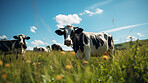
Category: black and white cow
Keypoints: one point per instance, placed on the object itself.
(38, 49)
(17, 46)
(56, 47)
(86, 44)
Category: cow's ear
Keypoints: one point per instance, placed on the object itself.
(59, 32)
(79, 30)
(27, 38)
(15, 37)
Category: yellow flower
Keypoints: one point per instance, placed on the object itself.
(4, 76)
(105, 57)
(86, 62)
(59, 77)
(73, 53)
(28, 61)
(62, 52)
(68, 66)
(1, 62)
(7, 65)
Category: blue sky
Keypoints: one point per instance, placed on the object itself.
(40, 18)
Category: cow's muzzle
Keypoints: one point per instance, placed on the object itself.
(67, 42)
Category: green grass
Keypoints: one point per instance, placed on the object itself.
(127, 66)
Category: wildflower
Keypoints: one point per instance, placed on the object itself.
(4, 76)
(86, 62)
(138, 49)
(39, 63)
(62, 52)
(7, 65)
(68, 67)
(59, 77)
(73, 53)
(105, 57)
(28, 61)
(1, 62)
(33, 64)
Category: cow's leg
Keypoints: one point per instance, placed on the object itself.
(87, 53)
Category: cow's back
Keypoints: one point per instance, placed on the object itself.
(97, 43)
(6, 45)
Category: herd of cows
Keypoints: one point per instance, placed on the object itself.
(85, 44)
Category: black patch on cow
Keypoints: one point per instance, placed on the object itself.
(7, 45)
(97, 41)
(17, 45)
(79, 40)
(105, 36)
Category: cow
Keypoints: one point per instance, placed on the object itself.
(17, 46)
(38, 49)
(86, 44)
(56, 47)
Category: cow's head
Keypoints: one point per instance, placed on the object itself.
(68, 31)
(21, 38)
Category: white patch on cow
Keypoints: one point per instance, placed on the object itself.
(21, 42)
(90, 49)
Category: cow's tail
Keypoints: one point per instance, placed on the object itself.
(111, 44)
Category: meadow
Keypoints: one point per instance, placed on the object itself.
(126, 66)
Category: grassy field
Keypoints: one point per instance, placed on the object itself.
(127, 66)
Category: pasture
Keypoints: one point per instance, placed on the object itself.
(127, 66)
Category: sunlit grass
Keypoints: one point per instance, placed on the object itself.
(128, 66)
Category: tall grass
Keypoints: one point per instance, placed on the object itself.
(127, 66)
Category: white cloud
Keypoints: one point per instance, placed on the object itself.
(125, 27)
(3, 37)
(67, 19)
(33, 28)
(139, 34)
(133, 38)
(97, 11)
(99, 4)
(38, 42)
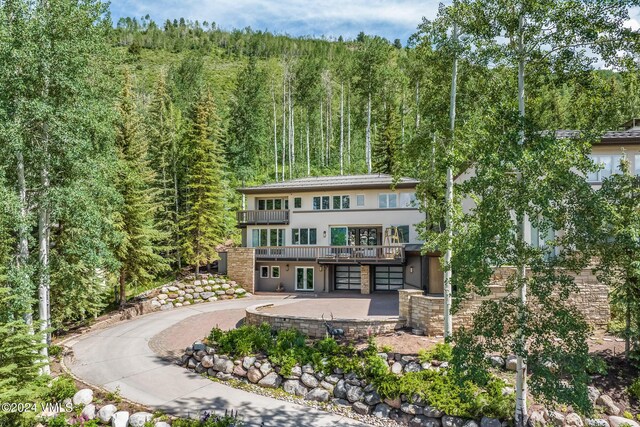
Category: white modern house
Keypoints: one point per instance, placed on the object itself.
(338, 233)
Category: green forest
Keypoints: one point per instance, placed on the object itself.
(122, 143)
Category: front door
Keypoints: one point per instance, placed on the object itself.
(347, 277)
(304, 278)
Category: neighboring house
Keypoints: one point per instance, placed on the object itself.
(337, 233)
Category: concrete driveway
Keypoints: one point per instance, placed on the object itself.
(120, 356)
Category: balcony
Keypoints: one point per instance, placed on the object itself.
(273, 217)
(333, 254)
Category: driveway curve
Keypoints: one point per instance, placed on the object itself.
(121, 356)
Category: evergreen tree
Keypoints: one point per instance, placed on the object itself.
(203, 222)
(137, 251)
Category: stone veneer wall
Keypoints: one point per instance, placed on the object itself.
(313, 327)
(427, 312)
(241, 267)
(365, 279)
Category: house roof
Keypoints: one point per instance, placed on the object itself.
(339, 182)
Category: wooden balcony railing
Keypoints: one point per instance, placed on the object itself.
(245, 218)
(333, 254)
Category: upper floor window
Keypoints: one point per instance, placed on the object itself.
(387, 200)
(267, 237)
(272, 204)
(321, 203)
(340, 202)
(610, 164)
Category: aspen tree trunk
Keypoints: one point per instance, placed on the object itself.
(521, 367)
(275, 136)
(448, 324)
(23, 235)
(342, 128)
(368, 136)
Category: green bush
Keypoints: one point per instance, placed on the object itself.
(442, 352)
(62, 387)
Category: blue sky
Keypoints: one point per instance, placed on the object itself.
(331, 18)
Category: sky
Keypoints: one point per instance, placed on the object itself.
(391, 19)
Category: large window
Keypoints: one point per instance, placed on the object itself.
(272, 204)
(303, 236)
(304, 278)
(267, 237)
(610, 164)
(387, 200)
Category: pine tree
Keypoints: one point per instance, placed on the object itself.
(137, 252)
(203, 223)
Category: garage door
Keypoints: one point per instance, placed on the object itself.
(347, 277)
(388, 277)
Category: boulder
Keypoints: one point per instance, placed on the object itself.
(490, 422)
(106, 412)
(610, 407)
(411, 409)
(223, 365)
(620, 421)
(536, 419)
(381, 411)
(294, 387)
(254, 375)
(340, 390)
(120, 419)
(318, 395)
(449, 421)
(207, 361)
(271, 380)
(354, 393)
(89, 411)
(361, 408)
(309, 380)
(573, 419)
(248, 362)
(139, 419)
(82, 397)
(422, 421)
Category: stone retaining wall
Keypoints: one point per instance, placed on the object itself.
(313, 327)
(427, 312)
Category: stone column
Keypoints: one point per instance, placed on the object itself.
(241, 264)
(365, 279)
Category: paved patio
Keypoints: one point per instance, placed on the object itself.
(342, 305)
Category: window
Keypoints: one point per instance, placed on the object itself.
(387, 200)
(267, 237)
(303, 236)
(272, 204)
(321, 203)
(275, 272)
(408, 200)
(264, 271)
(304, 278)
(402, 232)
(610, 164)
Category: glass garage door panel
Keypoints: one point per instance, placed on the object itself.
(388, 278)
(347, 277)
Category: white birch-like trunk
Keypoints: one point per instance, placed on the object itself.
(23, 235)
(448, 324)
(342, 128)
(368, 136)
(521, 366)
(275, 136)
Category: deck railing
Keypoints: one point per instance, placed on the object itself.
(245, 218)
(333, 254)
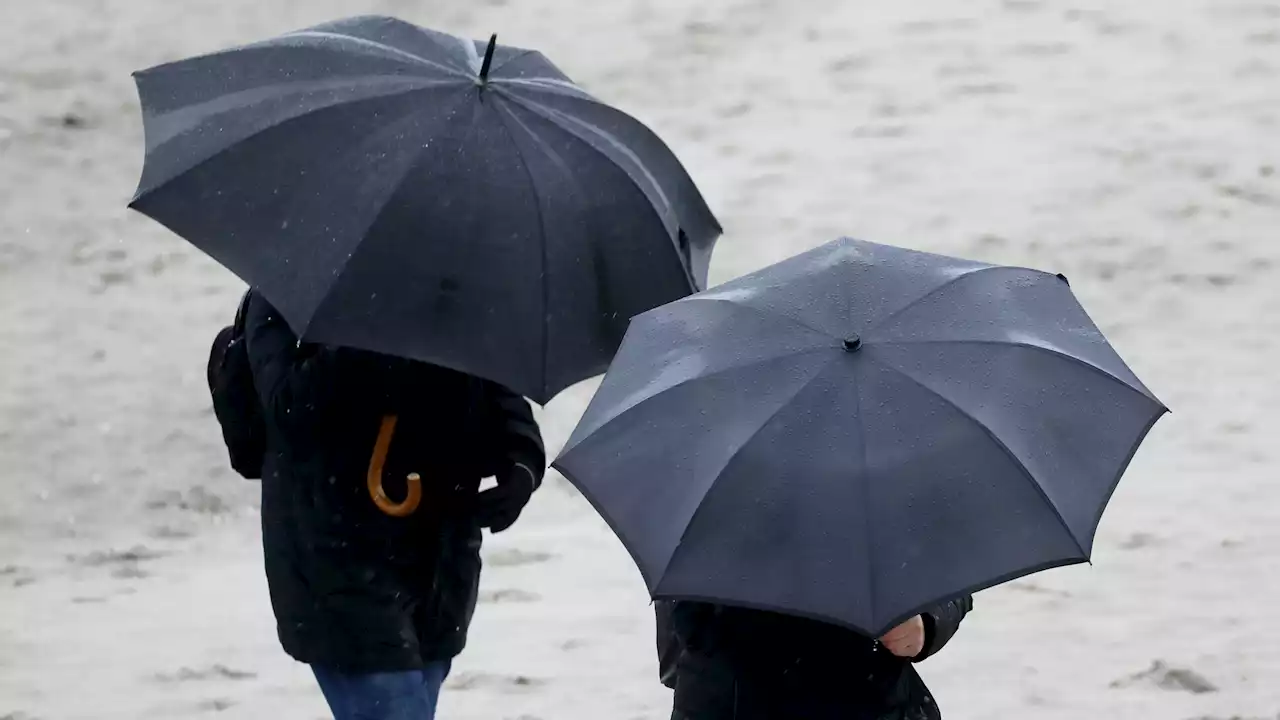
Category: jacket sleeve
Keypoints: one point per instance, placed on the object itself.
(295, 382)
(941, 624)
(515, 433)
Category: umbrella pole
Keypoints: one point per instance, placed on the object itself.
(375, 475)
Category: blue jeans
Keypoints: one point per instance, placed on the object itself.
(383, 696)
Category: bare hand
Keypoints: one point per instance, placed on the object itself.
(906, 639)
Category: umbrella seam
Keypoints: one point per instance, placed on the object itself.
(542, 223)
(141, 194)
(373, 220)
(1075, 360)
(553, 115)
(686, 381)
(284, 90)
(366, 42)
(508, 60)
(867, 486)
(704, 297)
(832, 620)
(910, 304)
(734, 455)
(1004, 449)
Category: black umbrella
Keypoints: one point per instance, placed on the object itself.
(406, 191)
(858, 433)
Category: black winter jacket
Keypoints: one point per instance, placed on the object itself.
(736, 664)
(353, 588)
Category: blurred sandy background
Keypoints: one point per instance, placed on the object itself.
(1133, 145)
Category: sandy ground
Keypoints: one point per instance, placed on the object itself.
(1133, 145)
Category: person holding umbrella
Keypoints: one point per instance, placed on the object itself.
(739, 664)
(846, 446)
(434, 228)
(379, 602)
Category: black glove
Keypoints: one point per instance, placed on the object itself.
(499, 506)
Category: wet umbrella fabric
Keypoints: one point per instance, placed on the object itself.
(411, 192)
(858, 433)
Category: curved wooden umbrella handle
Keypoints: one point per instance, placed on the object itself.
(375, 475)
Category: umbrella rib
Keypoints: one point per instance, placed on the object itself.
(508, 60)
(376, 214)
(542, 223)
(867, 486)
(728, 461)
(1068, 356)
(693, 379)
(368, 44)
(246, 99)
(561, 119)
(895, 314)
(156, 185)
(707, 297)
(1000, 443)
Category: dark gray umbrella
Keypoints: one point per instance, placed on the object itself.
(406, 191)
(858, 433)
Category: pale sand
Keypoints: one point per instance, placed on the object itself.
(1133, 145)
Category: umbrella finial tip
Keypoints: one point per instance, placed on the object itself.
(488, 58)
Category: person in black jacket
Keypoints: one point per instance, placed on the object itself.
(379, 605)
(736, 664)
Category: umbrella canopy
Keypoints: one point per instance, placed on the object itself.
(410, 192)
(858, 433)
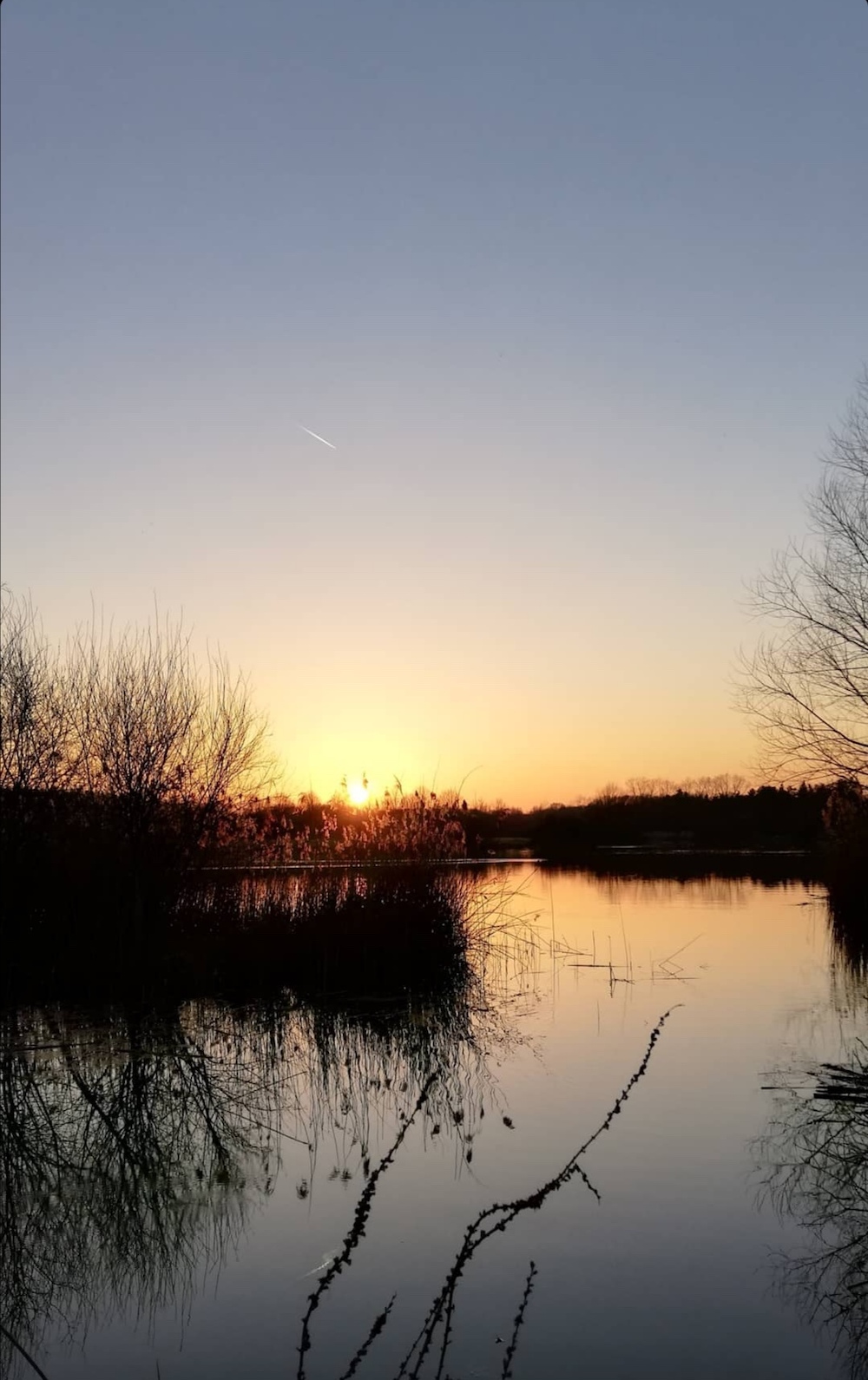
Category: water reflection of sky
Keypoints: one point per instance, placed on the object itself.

+++++

REQUIRED WORK:
Swap "umbrella" for "parasol" in the lines of the listing from the line with "Category: pale sand" up to and including the last line of the listing, and write those lines out again with nothing else changed. Leave the pictures out of your answer.

RESPONSE:
Category: pale sand
Keypoints: one point per instance, placed on the object itself.
(1133, 145)
Category: parasol finial tip
Keypoints: one point per instance, placed on the object itself.
(488, 58)
Category: person in black jacket
Keypoints: one point per instance, placed on the object itself.
(379, 605)
(736, 664)
Category: parasol canopy
Keypoints: one point per instance, placed on the object itself.
(410, 192)
(858, 433)
Category: water reflection of sky
Keypoints: one point per instance, placed on the object itself.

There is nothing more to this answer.